_What is asked_
Beginning with the line in which "# test: point on every instance of the water reflection" appears, transcribe each line word for word until the records end. Do not include pictures.

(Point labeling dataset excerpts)
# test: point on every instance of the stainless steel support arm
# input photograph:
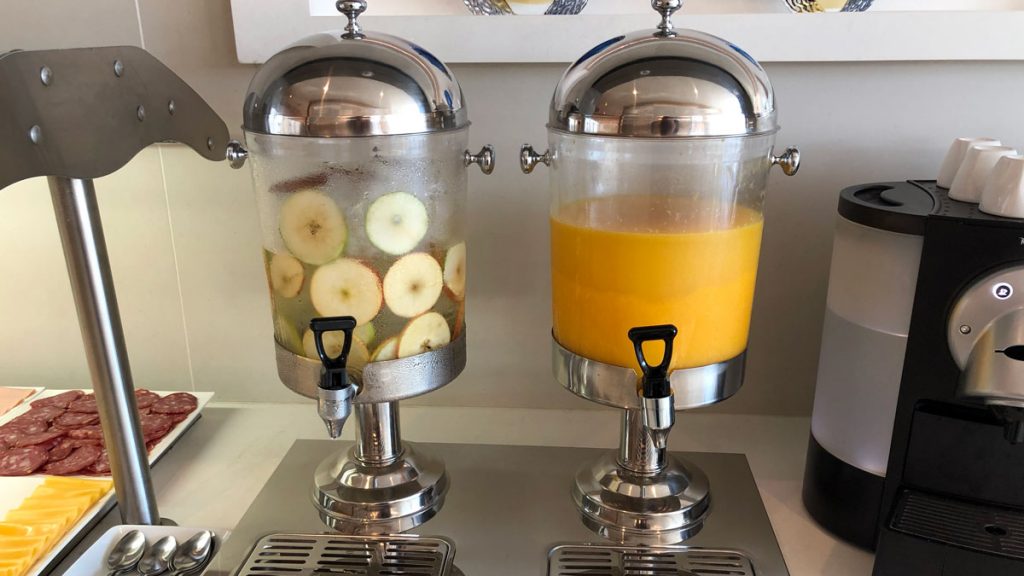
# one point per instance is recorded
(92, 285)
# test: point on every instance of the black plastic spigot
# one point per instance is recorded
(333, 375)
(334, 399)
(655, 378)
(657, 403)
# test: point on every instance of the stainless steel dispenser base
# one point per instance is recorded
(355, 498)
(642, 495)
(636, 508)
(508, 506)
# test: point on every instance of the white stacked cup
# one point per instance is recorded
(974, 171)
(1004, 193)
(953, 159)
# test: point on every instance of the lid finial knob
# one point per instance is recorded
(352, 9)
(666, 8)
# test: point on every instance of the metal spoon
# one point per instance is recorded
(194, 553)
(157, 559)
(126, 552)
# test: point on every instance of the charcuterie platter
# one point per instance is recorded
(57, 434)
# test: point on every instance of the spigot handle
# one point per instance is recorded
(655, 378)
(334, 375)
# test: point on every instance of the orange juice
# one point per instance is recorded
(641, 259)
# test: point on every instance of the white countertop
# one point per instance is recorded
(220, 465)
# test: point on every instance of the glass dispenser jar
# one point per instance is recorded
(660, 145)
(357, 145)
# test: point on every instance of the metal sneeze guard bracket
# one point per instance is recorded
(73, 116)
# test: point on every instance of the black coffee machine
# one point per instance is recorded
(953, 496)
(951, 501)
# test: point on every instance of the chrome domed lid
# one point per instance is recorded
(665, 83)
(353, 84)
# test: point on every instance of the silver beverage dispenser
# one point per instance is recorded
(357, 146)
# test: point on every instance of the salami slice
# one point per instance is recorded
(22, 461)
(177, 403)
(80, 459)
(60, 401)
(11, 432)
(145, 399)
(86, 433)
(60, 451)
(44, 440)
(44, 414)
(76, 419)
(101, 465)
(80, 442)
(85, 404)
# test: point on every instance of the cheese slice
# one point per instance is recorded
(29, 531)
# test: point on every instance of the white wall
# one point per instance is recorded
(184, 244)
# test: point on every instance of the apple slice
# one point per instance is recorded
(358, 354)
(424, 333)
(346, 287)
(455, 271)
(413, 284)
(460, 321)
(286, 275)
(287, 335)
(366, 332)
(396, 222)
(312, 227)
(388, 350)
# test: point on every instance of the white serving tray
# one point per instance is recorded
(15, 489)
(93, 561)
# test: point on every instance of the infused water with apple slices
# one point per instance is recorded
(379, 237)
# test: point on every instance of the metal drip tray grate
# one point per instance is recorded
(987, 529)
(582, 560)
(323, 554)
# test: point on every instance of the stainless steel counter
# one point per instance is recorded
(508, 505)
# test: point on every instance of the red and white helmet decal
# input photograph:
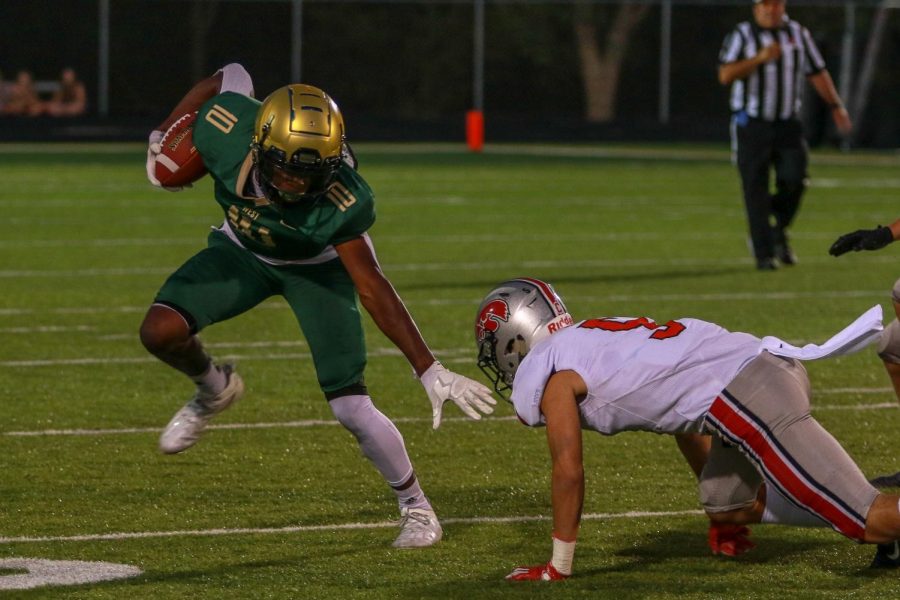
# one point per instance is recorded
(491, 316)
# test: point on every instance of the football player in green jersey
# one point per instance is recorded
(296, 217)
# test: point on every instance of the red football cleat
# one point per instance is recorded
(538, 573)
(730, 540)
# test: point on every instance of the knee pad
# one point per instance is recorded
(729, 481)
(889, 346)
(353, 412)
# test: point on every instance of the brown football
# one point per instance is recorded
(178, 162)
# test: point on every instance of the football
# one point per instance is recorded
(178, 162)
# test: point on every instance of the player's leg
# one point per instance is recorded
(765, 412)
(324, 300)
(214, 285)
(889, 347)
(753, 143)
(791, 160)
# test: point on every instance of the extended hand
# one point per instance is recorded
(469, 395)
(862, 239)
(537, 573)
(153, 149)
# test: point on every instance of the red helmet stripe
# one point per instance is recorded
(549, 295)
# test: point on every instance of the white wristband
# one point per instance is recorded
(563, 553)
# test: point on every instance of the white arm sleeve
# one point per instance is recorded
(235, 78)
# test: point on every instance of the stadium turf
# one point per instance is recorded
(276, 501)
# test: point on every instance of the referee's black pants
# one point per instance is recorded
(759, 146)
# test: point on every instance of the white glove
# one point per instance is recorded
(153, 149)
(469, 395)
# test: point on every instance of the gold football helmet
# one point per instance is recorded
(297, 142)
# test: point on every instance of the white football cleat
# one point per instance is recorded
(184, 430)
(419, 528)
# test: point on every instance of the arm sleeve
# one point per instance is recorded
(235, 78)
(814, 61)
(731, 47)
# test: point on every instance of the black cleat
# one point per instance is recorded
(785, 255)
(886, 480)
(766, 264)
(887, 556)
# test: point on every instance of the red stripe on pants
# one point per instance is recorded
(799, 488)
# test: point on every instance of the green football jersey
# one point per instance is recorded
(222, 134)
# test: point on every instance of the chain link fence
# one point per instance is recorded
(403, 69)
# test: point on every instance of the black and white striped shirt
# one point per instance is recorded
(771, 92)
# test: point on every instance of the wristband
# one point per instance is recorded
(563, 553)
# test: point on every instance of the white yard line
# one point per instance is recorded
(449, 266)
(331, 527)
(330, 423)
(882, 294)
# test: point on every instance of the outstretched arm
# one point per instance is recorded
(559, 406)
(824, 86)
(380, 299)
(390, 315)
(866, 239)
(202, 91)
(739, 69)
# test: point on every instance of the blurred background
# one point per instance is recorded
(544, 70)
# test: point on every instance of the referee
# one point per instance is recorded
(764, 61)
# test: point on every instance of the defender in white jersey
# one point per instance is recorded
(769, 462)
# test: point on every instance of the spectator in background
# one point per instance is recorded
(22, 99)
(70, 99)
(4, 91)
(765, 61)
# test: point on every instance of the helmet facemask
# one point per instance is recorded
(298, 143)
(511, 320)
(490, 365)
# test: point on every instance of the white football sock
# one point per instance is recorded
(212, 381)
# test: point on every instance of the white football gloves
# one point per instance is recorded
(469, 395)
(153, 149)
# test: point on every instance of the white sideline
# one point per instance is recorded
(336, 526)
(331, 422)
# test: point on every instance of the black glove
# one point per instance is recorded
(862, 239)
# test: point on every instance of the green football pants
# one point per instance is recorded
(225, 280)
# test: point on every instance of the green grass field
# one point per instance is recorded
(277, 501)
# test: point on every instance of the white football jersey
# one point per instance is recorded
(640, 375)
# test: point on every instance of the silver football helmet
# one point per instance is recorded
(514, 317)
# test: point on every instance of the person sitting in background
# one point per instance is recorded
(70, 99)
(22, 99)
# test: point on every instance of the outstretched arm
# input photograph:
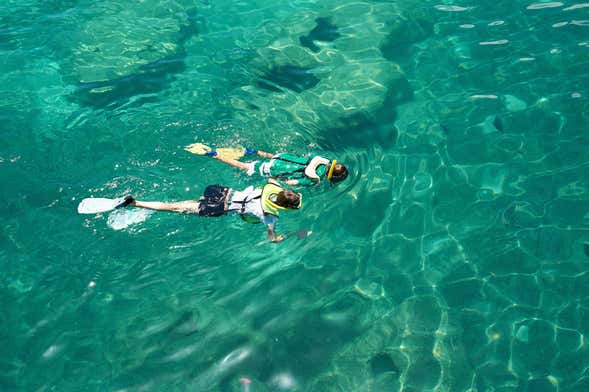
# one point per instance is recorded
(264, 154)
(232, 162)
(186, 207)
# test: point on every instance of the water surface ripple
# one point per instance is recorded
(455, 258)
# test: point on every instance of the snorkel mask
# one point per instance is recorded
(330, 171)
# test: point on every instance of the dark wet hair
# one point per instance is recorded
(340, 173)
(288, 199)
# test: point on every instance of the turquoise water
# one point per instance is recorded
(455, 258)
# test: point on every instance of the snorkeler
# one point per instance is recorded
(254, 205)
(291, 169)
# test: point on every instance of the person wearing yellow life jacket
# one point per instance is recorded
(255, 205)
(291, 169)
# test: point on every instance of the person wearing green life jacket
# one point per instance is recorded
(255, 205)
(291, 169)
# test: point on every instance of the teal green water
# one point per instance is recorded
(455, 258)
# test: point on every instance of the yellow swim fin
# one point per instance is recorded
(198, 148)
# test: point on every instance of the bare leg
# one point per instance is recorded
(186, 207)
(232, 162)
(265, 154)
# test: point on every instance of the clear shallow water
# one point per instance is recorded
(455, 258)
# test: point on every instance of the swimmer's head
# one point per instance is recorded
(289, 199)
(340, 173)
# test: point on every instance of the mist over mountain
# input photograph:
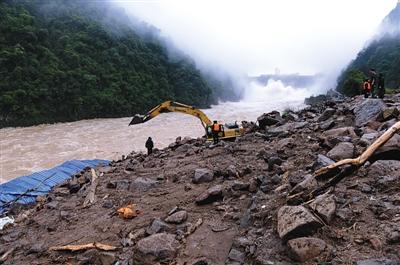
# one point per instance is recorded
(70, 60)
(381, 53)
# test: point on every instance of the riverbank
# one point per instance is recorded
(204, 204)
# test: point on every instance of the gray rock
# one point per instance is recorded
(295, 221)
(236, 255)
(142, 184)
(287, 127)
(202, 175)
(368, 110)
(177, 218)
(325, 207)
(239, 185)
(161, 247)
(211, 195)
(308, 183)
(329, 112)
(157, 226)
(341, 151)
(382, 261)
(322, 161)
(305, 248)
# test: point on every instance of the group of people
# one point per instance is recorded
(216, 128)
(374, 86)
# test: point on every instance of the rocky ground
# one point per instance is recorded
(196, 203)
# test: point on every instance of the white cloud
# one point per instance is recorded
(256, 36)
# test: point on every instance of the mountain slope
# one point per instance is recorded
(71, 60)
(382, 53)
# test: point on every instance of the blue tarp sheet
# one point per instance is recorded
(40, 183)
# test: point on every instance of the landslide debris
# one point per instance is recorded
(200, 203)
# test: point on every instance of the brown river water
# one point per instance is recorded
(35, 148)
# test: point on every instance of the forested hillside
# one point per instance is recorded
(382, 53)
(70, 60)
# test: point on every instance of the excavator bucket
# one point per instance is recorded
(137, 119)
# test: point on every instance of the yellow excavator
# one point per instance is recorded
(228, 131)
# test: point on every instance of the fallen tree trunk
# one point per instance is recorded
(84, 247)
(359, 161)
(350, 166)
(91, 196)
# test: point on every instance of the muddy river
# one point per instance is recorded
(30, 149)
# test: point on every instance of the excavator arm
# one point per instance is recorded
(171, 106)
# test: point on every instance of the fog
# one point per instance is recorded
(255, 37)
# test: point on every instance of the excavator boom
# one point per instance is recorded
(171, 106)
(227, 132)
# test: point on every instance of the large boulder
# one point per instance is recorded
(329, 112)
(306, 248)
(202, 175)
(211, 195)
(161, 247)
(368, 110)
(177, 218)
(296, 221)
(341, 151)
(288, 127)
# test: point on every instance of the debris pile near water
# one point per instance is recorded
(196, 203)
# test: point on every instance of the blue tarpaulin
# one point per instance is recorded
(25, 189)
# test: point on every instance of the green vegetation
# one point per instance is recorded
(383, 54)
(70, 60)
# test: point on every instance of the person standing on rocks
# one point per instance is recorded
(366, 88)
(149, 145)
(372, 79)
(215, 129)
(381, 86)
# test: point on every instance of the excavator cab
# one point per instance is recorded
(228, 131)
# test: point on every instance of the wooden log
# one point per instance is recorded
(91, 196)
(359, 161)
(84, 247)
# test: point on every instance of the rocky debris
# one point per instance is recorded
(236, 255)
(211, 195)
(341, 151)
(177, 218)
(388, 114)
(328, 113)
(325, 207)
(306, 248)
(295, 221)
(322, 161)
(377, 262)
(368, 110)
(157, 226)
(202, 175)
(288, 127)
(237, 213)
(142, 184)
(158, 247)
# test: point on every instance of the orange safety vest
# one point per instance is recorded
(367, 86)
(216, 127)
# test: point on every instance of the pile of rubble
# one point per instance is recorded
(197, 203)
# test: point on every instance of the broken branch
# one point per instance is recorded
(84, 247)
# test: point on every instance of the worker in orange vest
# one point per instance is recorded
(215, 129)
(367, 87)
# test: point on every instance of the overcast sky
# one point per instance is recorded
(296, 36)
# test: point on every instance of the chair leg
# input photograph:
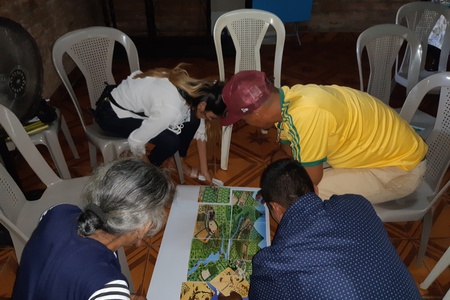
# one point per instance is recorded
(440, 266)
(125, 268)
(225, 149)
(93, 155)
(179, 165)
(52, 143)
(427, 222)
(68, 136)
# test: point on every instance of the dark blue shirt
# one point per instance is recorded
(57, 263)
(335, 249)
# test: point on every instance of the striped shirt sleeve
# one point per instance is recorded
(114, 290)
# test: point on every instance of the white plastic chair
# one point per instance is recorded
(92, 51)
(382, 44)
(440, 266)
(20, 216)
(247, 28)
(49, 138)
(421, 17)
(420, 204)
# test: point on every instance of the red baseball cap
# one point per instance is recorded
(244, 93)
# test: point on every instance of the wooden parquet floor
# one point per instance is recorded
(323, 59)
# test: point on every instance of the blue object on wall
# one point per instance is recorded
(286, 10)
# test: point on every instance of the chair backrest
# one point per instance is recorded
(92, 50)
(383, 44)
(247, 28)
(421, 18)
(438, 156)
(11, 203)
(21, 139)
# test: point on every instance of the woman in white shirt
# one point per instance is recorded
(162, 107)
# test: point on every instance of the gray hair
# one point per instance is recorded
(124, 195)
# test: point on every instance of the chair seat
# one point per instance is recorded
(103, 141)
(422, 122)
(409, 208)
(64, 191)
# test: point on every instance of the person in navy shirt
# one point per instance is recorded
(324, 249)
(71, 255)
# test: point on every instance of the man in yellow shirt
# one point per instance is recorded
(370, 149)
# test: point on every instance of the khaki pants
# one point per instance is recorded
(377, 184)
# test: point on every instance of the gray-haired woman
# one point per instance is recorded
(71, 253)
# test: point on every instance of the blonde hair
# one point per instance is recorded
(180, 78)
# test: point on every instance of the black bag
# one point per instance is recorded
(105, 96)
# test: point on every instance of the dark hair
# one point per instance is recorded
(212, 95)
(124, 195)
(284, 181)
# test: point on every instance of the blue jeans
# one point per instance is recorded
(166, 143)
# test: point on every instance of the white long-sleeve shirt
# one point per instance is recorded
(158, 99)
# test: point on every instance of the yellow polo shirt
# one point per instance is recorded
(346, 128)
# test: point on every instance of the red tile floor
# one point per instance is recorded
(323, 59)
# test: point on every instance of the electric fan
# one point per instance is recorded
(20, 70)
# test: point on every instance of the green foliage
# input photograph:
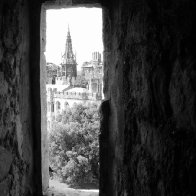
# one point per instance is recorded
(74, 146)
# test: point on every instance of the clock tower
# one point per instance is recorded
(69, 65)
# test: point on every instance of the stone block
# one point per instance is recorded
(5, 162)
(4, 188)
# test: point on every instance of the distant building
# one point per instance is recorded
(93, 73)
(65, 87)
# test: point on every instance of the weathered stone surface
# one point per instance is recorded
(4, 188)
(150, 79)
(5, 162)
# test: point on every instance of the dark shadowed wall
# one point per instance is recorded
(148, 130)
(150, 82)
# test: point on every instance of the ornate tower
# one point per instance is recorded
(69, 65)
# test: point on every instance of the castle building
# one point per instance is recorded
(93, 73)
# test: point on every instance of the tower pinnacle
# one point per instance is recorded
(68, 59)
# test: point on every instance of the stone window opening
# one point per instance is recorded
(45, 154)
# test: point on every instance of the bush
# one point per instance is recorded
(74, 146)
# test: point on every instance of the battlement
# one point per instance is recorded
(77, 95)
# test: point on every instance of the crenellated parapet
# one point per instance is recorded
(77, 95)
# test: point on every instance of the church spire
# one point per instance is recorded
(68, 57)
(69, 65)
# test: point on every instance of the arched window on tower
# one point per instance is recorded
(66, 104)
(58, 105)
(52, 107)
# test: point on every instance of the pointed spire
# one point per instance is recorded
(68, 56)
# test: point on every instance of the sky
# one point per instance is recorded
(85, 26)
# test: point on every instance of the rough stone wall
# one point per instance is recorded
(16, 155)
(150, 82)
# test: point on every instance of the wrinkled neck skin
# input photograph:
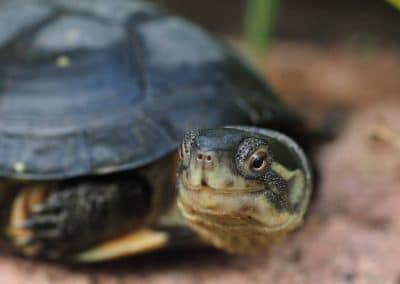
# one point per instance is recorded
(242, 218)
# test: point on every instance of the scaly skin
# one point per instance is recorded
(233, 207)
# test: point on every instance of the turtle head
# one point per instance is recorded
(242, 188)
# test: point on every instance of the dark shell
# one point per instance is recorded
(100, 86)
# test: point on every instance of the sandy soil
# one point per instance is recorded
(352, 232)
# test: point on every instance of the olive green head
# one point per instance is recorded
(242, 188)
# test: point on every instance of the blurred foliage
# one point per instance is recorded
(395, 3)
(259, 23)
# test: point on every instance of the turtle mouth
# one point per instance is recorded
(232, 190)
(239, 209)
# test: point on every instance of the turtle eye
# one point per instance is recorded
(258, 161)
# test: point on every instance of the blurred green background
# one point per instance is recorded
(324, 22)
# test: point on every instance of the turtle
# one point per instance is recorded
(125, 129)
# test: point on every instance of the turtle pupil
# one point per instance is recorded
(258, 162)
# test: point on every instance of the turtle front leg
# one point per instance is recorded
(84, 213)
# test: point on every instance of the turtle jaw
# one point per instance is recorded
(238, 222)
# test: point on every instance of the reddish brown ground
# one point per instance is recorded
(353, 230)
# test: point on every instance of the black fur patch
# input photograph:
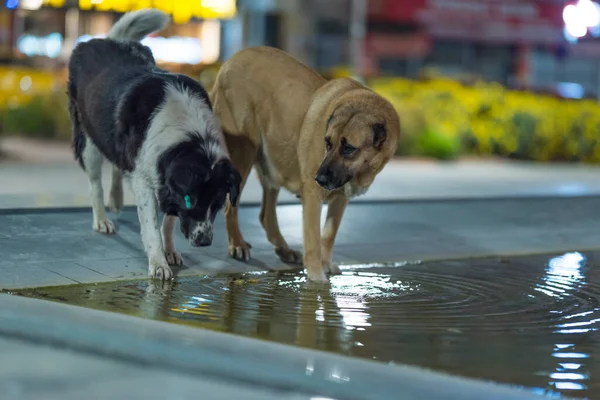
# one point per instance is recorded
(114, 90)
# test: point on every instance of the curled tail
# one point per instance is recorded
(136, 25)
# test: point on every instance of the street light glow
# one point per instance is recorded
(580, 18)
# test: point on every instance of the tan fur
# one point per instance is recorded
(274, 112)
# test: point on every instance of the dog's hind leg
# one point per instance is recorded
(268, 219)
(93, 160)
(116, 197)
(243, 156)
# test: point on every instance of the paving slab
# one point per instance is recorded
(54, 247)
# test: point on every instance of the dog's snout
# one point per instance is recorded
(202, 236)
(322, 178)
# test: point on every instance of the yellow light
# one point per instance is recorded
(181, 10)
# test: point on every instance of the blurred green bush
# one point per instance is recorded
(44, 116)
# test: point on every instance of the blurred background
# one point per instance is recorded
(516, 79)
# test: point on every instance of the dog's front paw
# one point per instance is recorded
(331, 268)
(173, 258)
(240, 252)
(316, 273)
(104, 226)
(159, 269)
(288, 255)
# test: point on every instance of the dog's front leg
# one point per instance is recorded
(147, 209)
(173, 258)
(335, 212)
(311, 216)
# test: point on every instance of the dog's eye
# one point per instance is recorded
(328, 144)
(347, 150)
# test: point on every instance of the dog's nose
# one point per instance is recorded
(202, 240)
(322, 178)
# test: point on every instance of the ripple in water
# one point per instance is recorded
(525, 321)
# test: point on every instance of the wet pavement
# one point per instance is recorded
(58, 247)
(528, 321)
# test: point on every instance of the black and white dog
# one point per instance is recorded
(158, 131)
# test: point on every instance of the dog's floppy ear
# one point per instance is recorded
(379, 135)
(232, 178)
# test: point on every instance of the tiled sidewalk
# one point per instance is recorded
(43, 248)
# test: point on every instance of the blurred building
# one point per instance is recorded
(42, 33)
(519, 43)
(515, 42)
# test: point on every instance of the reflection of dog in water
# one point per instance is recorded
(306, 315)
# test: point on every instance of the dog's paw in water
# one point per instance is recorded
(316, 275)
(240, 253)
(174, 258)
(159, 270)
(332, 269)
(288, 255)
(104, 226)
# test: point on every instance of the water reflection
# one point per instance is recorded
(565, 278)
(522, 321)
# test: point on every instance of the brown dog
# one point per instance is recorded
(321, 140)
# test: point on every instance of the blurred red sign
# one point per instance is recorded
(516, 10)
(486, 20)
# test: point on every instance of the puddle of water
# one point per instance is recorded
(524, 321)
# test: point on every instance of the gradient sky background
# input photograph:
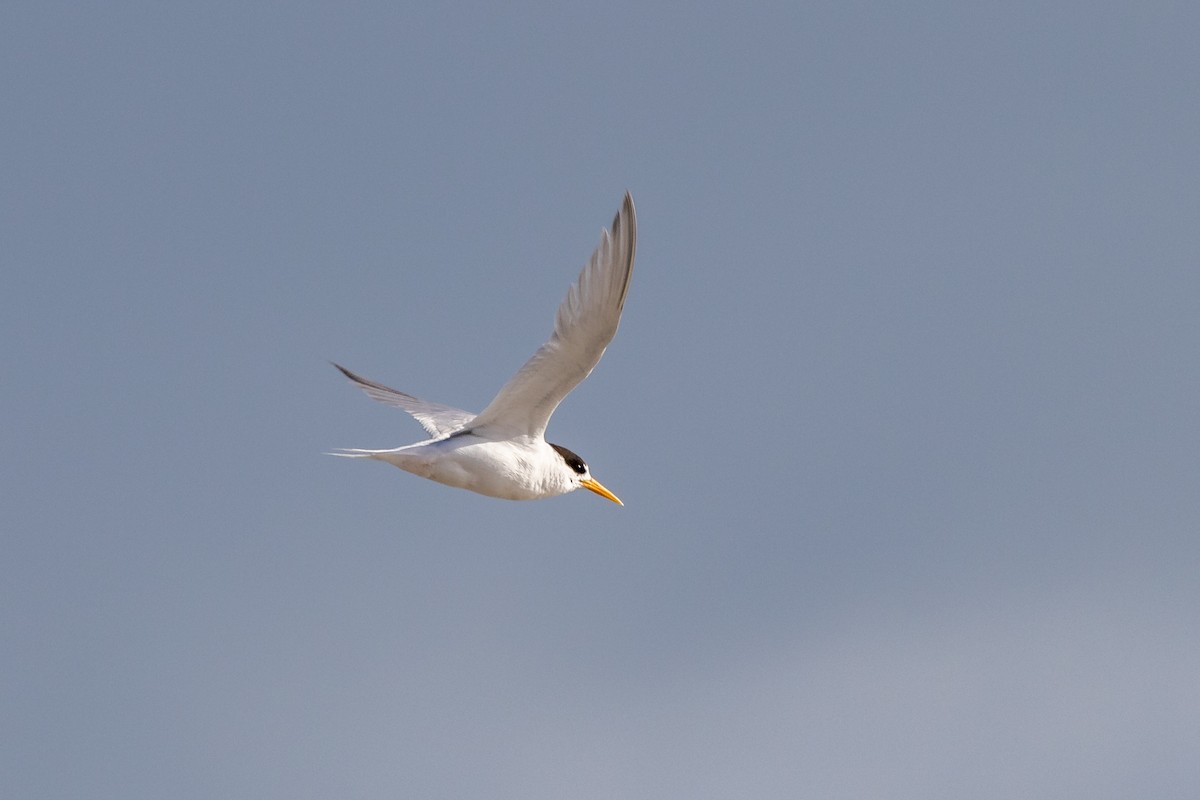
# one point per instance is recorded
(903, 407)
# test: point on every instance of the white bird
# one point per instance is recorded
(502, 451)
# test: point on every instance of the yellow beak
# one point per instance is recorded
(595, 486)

_Finished answer_
# test: point on every instance of the water reflection
# one point per instance is recorded
(565, 278)
(522, 321)
# test: point on every instance of the brown dog
# one point per instance is recorded
(321, 140)
# test: point on every instance of the blurred red sign
# one point per instance is recorded
(516, 10)
(486, 20)
# test: point on every instance of the puddle of water
# one point per instance is recorded
(524, 321)
# test: point on every instance of the gradient sky background
# input photograph:
# one point per instance is recorded
(903, 407)
# test: point on every instance of the white bird
# one point per instance is recorded
(502, 451)
# test: point on every instance of the yellow beak
# one point per instance is recorded
(595, 486)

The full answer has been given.